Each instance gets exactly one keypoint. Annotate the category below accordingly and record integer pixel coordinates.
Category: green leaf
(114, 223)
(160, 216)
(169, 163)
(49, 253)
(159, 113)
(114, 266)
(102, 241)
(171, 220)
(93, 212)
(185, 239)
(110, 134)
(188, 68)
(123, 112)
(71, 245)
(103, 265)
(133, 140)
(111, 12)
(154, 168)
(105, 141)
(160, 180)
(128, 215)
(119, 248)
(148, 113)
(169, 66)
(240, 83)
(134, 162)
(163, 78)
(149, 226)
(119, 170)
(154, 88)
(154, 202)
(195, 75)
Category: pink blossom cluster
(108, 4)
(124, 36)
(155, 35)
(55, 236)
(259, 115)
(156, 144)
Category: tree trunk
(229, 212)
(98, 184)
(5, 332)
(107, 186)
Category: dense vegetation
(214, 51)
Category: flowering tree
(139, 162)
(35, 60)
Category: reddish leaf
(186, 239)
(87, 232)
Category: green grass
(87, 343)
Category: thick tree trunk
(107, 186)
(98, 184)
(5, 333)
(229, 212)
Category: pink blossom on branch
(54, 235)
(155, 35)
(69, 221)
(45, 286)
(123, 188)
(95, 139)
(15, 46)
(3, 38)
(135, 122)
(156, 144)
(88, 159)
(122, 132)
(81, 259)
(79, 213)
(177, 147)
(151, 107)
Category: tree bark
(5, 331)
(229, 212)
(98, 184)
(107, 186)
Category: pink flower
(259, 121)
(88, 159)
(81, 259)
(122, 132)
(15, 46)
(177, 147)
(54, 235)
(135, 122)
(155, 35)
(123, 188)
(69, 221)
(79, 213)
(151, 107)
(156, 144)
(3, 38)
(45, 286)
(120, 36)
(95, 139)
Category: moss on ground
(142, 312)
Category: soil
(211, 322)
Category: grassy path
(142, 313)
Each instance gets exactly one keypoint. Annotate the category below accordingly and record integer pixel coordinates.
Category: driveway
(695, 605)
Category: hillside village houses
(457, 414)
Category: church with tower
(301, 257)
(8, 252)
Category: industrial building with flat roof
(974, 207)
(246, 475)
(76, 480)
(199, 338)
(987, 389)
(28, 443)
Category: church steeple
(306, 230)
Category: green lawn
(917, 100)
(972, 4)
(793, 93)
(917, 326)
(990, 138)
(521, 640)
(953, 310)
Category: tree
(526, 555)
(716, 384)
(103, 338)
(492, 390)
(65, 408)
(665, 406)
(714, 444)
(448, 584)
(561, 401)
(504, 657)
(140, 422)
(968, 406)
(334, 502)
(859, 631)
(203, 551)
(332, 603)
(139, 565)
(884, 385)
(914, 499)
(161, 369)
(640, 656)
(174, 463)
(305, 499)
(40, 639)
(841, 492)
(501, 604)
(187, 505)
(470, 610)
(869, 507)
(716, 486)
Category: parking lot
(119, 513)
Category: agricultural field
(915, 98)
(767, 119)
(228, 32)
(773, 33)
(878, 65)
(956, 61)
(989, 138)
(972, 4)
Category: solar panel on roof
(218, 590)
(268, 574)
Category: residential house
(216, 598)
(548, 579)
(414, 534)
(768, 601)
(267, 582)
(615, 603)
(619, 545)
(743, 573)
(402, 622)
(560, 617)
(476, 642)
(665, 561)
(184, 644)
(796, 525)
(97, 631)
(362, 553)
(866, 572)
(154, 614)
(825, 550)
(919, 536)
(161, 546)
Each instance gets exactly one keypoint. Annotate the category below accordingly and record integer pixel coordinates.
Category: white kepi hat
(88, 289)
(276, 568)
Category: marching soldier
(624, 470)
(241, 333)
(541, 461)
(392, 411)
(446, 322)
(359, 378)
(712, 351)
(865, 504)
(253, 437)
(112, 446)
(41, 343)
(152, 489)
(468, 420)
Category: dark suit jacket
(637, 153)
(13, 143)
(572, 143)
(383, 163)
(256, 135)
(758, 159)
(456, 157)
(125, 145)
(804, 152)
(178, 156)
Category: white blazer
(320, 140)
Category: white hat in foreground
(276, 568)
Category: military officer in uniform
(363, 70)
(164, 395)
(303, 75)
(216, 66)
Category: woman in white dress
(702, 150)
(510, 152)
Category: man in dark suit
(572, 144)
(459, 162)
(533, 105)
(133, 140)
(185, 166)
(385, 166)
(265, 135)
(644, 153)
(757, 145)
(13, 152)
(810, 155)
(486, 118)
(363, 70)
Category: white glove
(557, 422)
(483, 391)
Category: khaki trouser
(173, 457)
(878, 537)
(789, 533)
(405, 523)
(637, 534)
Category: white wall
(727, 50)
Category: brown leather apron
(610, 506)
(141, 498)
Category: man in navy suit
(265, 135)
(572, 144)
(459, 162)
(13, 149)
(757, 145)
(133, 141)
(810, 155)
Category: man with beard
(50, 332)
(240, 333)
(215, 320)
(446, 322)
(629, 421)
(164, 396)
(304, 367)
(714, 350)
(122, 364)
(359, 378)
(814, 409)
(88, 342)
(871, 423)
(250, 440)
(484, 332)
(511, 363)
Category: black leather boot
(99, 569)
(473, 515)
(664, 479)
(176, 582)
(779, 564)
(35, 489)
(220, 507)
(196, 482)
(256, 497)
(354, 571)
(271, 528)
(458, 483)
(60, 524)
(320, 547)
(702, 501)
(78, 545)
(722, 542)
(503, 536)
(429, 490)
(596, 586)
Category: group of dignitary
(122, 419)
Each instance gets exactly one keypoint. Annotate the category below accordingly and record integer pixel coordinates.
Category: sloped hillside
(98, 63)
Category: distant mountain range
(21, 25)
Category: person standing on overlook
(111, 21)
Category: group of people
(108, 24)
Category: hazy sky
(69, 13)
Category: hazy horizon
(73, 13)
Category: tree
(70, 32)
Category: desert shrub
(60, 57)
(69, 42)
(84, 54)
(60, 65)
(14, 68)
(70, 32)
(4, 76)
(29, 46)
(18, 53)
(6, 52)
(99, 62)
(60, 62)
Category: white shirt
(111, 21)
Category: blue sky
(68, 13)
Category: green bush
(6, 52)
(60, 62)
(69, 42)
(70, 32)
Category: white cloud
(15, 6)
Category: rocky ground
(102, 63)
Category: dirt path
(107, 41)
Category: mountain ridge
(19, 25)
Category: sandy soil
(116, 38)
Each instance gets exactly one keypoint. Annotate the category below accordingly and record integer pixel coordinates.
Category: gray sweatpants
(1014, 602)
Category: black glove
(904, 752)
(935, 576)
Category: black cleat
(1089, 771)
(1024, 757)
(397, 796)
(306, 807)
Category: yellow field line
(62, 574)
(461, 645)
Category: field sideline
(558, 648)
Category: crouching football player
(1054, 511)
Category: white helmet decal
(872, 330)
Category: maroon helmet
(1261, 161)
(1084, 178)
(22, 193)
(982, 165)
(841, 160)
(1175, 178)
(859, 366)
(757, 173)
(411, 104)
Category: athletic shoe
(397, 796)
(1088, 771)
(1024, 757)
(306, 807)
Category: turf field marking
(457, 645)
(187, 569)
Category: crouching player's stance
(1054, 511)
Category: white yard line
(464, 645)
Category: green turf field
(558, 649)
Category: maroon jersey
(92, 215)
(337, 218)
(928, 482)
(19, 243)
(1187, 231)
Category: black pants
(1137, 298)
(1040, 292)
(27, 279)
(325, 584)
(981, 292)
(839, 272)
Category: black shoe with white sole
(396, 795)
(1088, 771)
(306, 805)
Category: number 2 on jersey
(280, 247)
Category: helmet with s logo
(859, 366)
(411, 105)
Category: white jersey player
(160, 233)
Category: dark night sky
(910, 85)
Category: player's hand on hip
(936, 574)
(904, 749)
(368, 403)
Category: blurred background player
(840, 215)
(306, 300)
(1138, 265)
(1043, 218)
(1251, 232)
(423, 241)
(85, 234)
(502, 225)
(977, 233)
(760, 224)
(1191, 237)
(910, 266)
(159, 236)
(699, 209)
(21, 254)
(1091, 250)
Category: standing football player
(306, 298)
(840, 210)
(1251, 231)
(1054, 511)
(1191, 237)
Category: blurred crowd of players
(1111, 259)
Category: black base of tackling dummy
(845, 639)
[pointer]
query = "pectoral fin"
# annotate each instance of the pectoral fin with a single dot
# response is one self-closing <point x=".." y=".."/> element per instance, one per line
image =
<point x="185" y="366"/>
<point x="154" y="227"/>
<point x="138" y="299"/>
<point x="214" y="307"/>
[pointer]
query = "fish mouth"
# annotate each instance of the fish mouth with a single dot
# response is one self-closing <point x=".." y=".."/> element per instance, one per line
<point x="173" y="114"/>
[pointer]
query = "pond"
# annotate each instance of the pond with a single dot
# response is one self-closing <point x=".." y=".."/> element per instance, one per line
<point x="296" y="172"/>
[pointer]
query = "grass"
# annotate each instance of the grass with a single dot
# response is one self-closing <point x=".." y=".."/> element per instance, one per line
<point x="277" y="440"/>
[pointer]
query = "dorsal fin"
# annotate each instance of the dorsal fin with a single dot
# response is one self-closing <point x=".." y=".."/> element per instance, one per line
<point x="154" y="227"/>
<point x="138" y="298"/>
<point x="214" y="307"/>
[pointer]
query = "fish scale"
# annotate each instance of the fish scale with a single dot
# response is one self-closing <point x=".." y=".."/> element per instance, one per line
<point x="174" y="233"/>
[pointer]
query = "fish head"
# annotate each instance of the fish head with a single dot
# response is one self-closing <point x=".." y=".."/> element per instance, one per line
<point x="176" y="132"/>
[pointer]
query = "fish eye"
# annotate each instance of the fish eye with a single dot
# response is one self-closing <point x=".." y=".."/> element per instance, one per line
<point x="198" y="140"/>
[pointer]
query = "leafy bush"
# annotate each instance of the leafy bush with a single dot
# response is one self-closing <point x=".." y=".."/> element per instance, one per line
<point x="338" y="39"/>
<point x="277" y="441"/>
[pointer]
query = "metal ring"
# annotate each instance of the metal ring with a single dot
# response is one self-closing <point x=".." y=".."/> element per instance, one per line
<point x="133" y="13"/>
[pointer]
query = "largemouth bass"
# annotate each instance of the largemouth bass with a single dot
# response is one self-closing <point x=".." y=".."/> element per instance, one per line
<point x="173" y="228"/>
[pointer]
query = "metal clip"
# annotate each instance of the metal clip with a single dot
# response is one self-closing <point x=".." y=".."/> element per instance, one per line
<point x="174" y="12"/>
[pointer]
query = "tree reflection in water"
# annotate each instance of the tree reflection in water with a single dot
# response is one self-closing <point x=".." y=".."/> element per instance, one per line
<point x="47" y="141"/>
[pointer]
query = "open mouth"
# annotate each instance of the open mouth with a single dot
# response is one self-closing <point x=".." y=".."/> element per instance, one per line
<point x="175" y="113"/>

++++++

## Task
The answer must be every line of the listing that holds the word "scale".

## Answer space
query = "fish scale"
# annotate each instance of the fish scale with a single dot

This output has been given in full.